Task statement | Transcribe the material word for word, but without the images.

Records from a dataset |
________________________

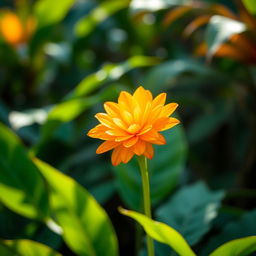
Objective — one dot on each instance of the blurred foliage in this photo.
(60, 60)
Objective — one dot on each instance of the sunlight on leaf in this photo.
(85, 25)
(110, 72)
(49, 12)
(155, 5)
(161, 233)
(86, 227)
(191, 211)
(219, 30)
(22, 188)
(23, 247)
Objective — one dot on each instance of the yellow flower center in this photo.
(134, 128)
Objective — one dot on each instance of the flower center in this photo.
(133, 128)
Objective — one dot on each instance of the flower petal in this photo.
(142, 96)
(160, 140)
(99, 132)
(120, 123)
(159, 100)
(129, 143)
(106, 146)
(139, 148)
(149, 152)
(112, 108)
(105, 119)
(171, 123)
(125, 101)
(149, 136)
(123, 138)
(116, 156)
(169, 109)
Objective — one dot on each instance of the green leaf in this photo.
(250, 5)
(50, 12)
(22, 188)
(219, 30)
(161, 233)
(110, 73)
(88, 23)
(67, 111)
(245, 226)
(239, 247)
(86, 227)
(165, 168)
(155, 5)
(22, 247)
(207, 123)
(169, 71)
(191, 211)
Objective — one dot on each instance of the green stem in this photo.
(146, 198)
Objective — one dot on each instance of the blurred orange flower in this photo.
(14, 31)
(132, 125)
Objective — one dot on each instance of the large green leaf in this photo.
(245, 226)
(219, 30)
(22, 247)
(161, 233)
(50, 12)
(22, 188)
(191, 211)
(239, 247)
(67, 111)
(85, 25)
(110, 73)
(250, 5)
(165, 169)
(86, 226)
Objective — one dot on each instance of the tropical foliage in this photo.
(61, 60)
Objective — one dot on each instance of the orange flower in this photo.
(14, 31)
(132, 125)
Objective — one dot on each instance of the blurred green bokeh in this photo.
(60, 60)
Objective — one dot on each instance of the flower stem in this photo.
(146, 198)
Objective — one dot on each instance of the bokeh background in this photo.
(60, 60)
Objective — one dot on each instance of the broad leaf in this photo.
(50, 12)
(86, 227)
(165, 168)
(239, 247)
(69, 110)
(219, 30)
(245, 226)
(85, 25)
(22, 188)
(22, 247)
(161, 233)
(191, 211)
(250, 5)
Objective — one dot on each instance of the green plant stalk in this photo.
(146, 198)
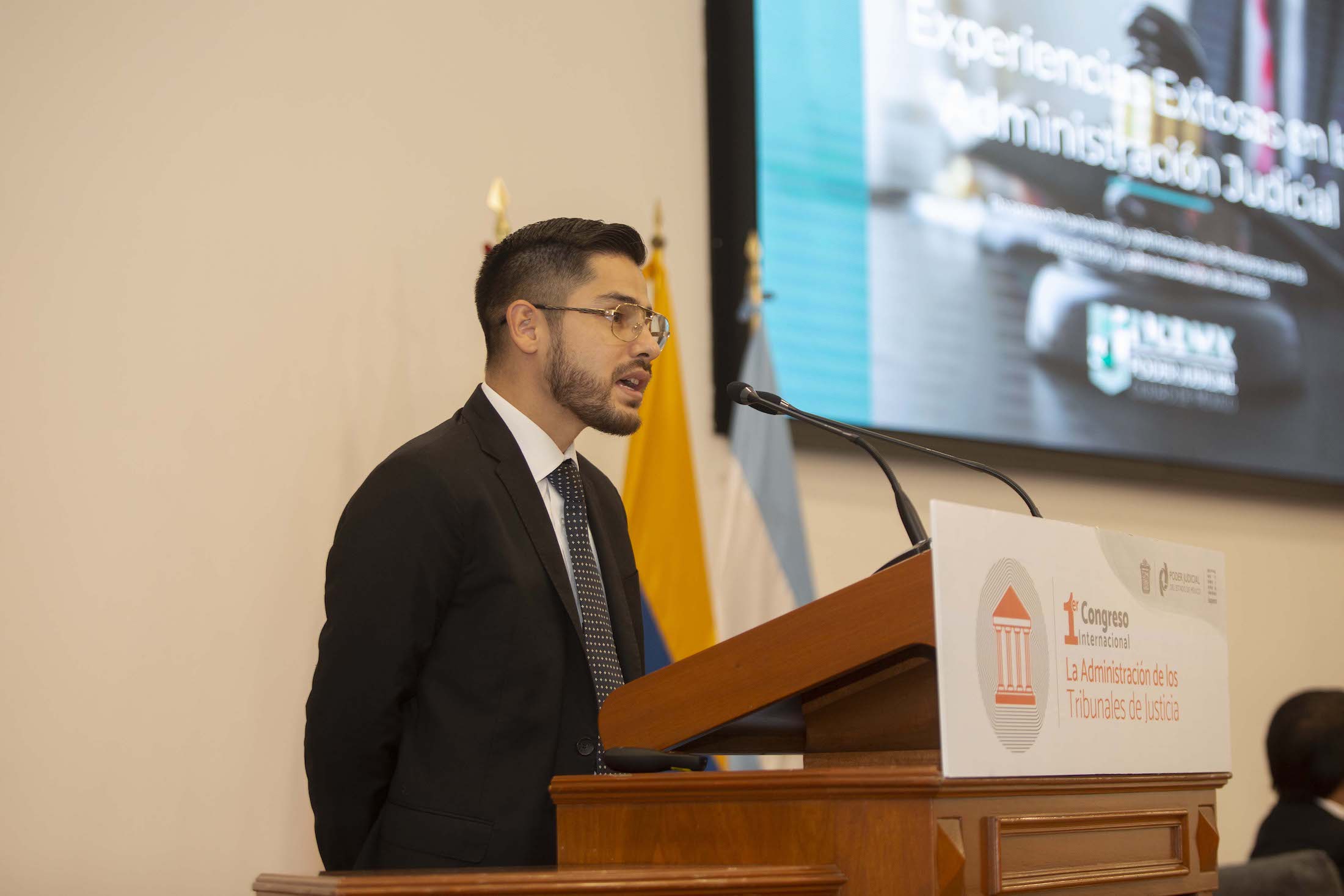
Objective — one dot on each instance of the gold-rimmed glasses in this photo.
(628, 320)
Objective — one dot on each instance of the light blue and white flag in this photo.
(761, 567)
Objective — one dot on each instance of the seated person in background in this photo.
(1306, 746)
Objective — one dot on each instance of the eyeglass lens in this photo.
(628, 320)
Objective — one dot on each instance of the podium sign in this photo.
(1070, 650)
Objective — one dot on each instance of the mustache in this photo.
(636, 366)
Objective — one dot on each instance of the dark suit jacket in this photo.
(451, 679)
(1300, 824)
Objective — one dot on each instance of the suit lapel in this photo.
(514, 473)
(623, 629)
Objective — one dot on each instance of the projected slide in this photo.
(1104, 227)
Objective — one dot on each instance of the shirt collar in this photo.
(538, 448)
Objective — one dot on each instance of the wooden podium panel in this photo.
(905, 829)
(850, 682)
(686, 880)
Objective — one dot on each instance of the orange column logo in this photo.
(1070, 606)
(1012, 638)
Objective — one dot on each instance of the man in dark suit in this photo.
(1306, 749)
(481, 591)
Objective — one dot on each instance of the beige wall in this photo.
(237, 245)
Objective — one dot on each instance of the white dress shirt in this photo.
(542, 459)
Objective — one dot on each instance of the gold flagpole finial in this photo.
(756, 296)
(498, 202)
(659, 239)
(754, 253)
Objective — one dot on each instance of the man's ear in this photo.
(525, 326)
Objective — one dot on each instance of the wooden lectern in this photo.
(850, 683)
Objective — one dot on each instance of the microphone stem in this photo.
(909, 517)
(973, 465)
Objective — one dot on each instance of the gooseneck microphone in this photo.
(796, 414)
(637, 759)
(770, 403)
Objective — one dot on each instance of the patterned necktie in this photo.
(599, 643)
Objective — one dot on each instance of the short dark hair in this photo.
(1306, 745)
(546, 261)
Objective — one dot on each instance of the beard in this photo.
(586, 395)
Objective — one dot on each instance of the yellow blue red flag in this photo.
(660, 500)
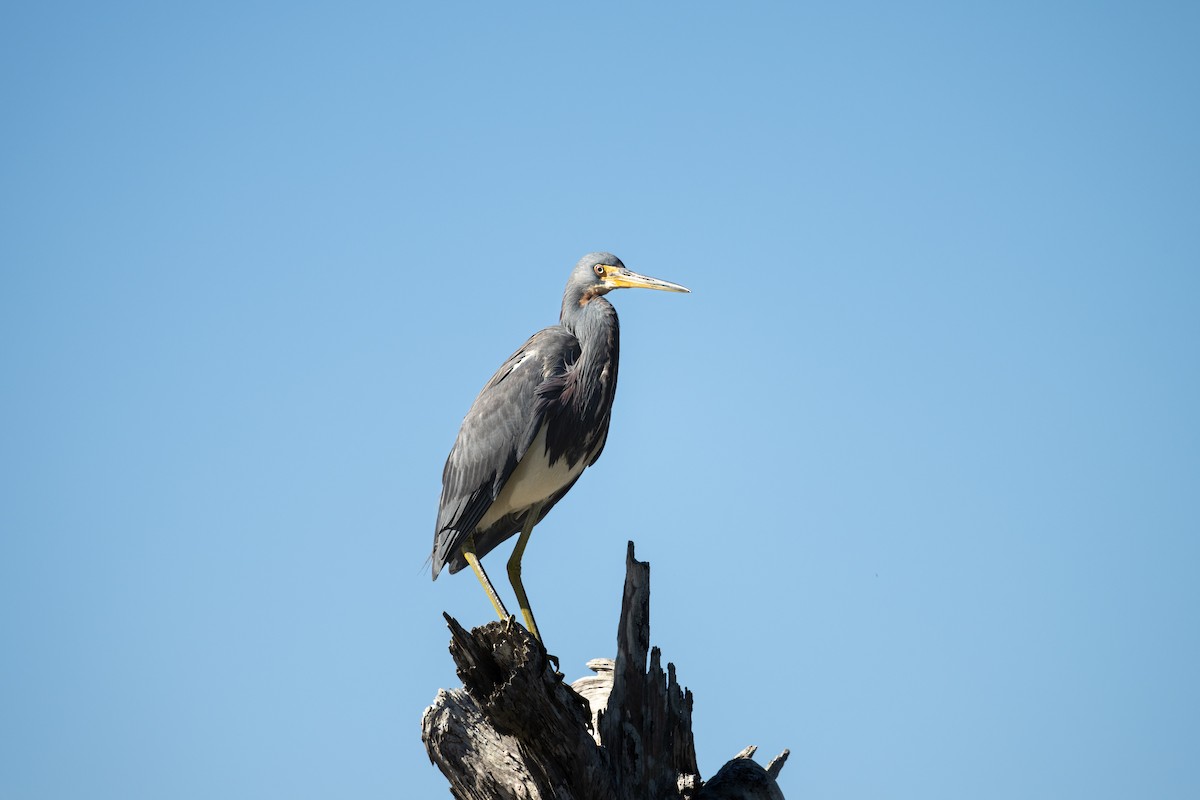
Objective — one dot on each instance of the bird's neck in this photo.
(598, 331)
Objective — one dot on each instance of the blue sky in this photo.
(917, 463)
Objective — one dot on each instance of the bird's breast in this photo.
(533, 481)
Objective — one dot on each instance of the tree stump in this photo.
(516, 732)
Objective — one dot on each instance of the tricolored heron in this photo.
(535, 426)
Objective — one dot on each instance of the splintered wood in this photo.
(516, 732)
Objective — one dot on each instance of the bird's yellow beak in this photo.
(617, 277)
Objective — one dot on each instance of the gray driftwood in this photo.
(516, 732)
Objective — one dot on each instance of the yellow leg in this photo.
(515, 571)
(468, 552)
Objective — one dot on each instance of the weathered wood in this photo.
(517, 732)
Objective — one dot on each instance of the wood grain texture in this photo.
(516, 732)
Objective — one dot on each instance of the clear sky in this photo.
(917, 465)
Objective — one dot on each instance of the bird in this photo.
(534, 427)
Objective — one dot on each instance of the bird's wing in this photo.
(495, 435)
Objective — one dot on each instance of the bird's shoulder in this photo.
(505, 416)
(498, 429)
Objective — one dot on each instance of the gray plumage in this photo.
(539, 422)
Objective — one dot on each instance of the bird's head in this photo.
(598, 274)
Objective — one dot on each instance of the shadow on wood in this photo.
(516, 732)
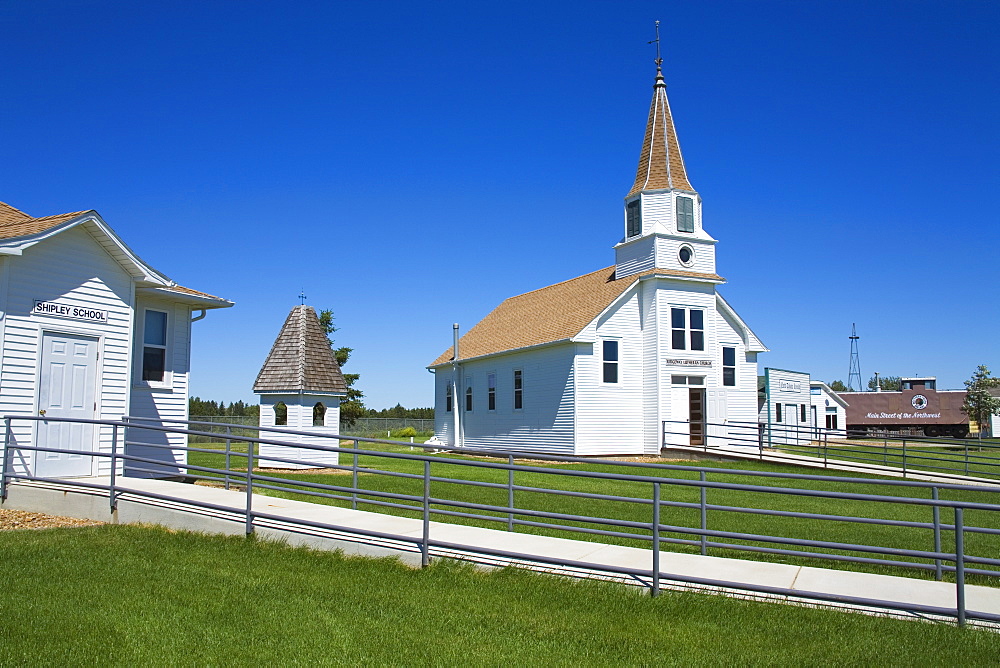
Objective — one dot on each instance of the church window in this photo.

________________________

Full solution |
Objective — one dot on each instance of the blurred foliage in this photo.
(60, 60)
Objective — one dot on each instance of the sunlight on leaf in this photo.
(85, 25)
(110, 72)
(49, 12)
(155, 5)
(161, 233)
(86, 227)
(191, 211)
(219, 30)
(22, 188)
(23, 247)
Objective — one dot on each instance of the yellow flower center in this photo.
(134, 128)
Objective — one dot on each instance of the flower center in this photo.
(133, 128)
Objective — one dot on each instance of the flower petal in this photo.
(142, 96)
(160, 140)
(99, 132)
(120, 123)
(159, 100)
(129, 143)
(106, 146)
(139, 148)
(149, 152)
(112, 108)
(105, 119)
(171, 123)
(125, 101)
(149, 136)
(123, 138)
(116, 156)
(169, 109)
Objective — one dot on each instance of the green leaf in this photo.
(250, 5)
(50, 12)
(22, 188)
(219, 30)
(161, 233)
(110, 73)
(88, 23)
(67, 111)
(245, 226)
(239, 247)
(86, 227)
(165, 168)
(155, 5)
(22, 247)
(207, 123)
(169, 71)
(191, 211)
Objective — one dot on each instance of the green stem in this photo.
(146, 198)
Objective — one dot on each instance of the blurred orange flower in this photo.
(14, 31)
(132, 125)
Objective — one dot on each instance of the large green leaf in this photo.
(245, 226)
(219, 30)
(22, 247)
(161, 233)
(50, 12)
(22, 188)
(191, 211)
(239, 247)
(67, 111)
(85, 25)
(110, 73)
(250, 5)
(165, 169)
(86, 226)
Objective — one dot on each instance of the tropical foliage in this photo.
(61, 60)
Objective — one dot on each instance of the orange flower in this photo.
(14, 31)
(132, 125)
Objective — one dot on each instance of the blurred green bokeh in this photo.
(60, 60)
Objective — one dot on each instance of the flower stem in this photo.
(146, 198)
Objective — one dot on each instance of the bokeh background in this photo.
(60, 60)
Objective — one dot on each instance of the broad leaf in this photo.
(50, 12)
(86, 227)
(165, 168)
(239, 247)
(69, 110)
(219, 30)
(245, 226)
(85, 25)
(22, 188)
(22, 247)
(161, 233)
(191, 211)
(250, 5)
Objective — one dot on each instance of the green plant stalk in this photo.
(146, 198)
Objective — one dot on each instance of the gold-rimmed glasses in this photo.
(628, 320)
Objective — one dot on each instance of the light blue and white flag in this photo.
(761, 567)
Objective — one dot on each instance of the seated person in background in this photo.
(1306, 746)
Objective — one dot on each instance of the eyeglass lens in this photo.
(628, 320)
Objective — one dot on each instance of the podium sign in this photo.
(1070, 650)
Objective — one dot on each instance of the mustache in this photo.
(636, 366)
Objective — one dot on each instance of the dark suit jacket in this photo.
(451, 679)
(1300, 824)
Objective — one dot on each instance of the suit lapel in this photo.
(514, 473)
(623, 629)
Objective — one dot on each instance of the projected slide in this photo.
(1104, 227)
Objective — one dot on each instance of the shirt collar in this photo.
(538, 448)
Objective — one dot on each instance of the wooden podium panel in this photo.
(905, 829)
(850, 682)
(686, 880)
Objective — one dot on each instance of the orange column logo in this photo.
(1070, 606)
(1012, 638)
Objective — one dot on each instance of the man in dark suit in this photo.
(1306, 749)
(481, 591)
Objective — one dot on each instance of the beige wall in this photo.
(237, 245)
Objective — one dot on each instance of the white dress shirt in this photo.
(542, 459)
Objective — one dot on each instance of the gold flagpole finial in this photo.
(756, 296)
(498, 202)
(659, 239)
(754, 253)
Objective — one dot on each instance of the man's ear in this photo.
(525, 326)
Objective — one dot on each instance of the wooden lectern in this photo.
(850, 683)
Objective — one dot on each instance of the microphone stem in this photo.
(909, 517)
(973, 465)
Objective — one dot on each instance of the gooseneck microphone in this photo.
(796, 414)
(637, 759)
(770, 403)
Objective — one dot on each instance of the patterned necktie in this photo.
(599, 643)
Objective — one dot on each instance of the short dark hair in this photo.
(1306, 745)
(546, 261)
Objective — one dot on each instance of the beard in this photo.
(586, 395)
Objective — one dot on each instance of the yellow blue red flag in this photo.
(660, 500)
Objective — one dot on each instance of the bird's neck in this photo.
(598, 331)
Objective — one dot on each instance of the blue sky in this photo.
(917, 463)
Objective — one dot on each instance of the bird's breast in this photo.
(533, 481)
Objective — one dot on each instance of the tree stump in this photo.
(516, 732)
Objective — one dot on each instance of the tricolored heron in this photo.
(535, 426)
Objective — one dot on each instance of the splintered wood in this photo.
(516, 732)
Objective — one dot on each instance of the bird's yellow beak in this photo.
(617, 277)
Objective — one dot on each instance of the gray driftwood in this photo.
(516, 732)
Objective — one dot on each instance of the yellow leg in this photo.
(515, 571)
(468, 552)
Objective — one dot on each instance of the weathered wood in this photo.
(517, 732)
Objective — one dot on each instance of the wood grain texture in this photo.
(516, 732)
Objective — one dot on each instance of the clear sky in this photo.
(917, 465)
Objective — one dot on each instance of the bird in this photo.
(534, 427)
Objective — one dot on each instance of the bird's wing in this photo.
(495, 435)
Objective — one dot on each instance of the bird's shoulder in this photo.
(505, 416)
(498, 429)
Objective — one dot on each instance of the gray plumage in this photo.
(539, 422)
Objective — one dot on each instance of the bird's head in this photo.
(598, 274)
Objective — one dot on each instance of the shadow on wood in this photo.
(516, 732)
Objective — one dot on each instance of the church window in this photo.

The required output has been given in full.